Metric Type Labels Description
vllm:omni_e2e_request_latency_s Histogram model_name Pipeline-global end-to-end request latency in seconds

Audio Modality Metrics (vllm:omni_)

Emitted at request finalize, except for audio_ttfp_s (streaming-hook at the first audio packet) and audio_underrun_s / audio_continuity_ok_total (streaming finalize, after the chunk stream is exhausted). All carry {model_name, stage, replica} plus the listed extra label.

Metric Type Extra label Description
vllm:omni_audio_ttfp_s Histogram Time from request arrival to first audio packet/frame
vllm:omni_audio_duration_s Histogram Audio content duration (audio_frames / sample_rate)
vllm:omni_audio_rtf Histogram Real-time factor (stage_gen_time_s / audio_duration_s); streaming TTS SLO red line < 1; uses RTF_BUCKETS
vllm:omni_audio_frames_total Counter Cumulative audio frame count; throughput via rate()

Records from a data source:
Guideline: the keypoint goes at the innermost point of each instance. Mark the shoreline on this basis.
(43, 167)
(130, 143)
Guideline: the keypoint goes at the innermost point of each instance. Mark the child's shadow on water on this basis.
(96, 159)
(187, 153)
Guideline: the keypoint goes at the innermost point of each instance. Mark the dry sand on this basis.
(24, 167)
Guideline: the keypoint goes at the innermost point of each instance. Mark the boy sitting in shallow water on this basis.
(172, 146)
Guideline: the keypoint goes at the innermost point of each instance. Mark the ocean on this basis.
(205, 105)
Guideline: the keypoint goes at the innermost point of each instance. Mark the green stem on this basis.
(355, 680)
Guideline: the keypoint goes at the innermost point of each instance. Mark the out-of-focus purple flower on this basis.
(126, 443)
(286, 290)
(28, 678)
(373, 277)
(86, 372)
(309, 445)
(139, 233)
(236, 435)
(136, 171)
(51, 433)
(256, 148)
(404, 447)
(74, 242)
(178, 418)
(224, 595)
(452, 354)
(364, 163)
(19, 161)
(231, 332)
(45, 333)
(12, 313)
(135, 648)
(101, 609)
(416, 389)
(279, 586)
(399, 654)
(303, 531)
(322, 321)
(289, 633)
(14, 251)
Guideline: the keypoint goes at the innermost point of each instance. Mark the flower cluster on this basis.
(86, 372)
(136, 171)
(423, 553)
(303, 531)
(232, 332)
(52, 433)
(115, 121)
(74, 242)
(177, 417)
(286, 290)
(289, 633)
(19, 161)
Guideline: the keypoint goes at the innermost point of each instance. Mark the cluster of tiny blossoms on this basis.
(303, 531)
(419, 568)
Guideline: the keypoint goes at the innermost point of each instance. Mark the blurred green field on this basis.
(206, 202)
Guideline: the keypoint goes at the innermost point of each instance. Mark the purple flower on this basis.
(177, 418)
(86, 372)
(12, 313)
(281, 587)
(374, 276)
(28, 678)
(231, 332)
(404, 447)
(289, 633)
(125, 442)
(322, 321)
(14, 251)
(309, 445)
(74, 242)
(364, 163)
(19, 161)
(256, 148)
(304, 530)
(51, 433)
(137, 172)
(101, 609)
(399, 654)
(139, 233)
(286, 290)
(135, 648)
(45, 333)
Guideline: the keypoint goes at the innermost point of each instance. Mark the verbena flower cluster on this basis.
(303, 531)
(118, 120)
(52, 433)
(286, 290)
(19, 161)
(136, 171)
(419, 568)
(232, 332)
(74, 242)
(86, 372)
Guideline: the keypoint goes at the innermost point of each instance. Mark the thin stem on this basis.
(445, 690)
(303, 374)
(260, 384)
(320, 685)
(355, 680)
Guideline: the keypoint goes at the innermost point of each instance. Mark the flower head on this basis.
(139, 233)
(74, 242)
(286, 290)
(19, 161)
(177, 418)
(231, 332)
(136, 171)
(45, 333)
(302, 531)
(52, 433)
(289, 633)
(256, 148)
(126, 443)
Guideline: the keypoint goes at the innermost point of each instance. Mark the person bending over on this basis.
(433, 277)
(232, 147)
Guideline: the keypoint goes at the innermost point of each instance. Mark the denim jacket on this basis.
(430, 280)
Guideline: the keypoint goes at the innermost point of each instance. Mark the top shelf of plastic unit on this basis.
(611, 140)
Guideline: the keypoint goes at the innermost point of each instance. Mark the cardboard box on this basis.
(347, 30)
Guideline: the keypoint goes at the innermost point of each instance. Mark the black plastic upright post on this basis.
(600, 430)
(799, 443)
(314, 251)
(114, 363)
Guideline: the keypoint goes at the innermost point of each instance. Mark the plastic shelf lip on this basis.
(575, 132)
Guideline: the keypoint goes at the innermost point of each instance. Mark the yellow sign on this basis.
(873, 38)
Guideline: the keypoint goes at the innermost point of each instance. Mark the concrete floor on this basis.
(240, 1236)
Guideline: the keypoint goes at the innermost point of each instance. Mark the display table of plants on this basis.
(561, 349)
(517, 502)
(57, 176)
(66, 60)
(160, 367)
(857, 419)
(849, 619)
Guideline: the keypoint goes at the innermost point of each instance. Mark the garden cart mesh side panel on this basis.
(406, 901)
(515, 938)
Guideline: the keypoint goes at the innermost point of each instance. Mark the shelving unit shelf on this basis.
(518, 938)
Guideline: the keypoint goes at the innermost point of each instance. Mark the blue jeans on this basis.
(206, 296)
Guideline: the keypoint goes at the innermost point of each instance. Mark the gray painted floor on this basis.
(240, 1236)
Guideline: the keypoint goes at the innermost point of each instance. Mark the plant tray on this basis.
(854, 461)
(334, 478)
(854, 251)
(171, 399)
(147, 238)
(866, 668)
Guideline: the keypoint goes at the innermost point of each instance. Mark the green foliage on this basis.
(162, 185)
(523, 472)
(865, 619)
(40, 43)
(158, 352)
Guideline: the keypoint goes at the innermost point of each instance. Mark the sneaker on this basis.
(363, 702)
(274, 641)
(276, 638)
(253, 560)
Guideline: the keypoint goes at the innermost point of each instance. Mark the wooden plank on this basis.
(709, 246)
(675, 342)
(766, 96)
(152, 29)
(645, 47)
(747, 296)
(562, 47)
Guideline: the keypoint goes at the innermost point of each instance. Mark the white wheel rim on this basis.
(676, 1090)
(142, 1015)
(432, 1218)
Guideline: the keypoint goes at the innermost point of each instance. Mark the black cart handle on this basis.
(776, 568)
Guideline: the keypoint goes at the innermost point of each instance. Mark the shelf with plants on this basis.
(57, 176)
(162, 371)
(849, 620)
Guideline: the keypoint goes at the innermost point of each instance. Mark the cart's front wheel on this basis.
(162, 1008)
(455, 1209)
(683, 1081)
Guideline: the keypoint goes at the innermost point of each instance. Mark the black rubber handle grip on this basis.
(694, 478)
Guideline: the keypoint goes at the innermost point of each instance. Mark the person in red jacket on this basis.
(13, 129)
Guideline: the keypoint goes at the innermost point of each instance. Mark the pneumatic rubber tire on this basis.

== Required action ==
Rewrite the paragraph of the metrics documentation that begins "Emitted at request finalize" as a brief list, keeping its main facts.

== Result ==
- Most audio metrics are emitted at request finalize.
- audio_ttfp_s is emitted by a streaming hook at the first audio packet.
- audio_underrun_s and audio_continuity_ok_total are emitted at streaming finalize, after the chunk stream is exhausted.
- Every metric carries the labels model_name, stage, and replica, plus the listed extra label.